● DATA SHOWN:
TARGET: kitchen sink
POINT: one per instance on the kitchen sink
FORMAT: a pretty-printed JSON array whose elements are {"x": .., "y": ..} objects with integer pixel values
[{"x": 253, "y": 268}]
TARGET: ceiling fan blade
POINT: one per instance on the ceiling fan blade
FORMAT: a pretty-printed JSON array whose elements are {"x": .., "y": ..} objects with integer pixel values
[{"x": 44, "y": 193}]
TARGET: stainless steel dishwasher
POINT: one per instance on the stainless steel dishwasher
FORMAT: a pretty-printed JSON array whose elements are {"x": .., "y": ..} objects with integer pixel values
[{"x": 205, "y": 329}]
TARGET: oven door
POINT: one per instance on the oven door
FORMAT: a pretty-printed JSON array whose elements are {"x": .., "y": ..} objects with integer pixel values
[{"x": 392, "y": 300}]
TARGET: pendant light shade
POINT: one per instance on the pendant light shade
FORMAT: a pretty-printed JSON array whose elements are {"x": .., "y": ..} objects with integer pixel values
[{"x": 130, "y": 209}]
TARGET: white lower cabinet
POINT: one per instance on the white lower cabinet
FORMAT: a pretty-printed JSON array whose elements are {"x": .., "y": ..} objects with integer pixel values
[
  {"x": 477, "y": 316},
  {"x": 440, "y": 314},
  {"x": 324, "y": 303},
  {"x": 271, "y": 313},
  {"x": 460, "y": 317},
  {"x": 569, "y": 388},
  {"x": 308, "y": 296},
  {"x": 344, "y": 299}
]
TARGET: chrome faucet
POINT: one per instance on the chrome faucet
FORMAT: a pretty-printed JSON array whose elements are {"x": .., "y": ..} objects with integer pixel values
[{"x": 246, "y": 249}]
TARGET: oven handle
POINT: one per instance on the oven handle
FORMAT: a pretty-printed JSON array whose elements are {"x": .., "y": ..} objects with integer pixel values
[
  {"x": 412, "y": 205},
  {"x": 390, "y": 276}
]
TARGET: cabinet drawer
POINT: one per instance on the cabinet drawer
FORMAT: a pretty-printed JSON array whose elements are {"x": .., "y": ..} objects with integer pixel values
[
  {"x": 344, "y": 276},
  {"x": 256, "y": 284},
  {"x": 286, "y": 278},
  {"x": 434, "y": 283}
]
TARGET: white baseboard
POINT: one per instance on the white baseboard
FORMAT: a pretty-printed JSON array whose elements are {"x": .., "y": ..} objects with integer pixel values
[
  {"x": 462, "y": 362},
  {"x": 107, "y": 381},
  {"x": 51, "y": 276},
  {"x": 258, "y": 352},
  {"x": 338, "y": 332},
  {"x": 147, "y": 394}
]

● TASK DESCRIPTION: Search the listing above for lines containing "oven", and copy them.

● SOLUTION:
TARGET: oven door
POINT: one per instance on the oven door
TARGET: oven handle
POINT: one per instance on the oven handle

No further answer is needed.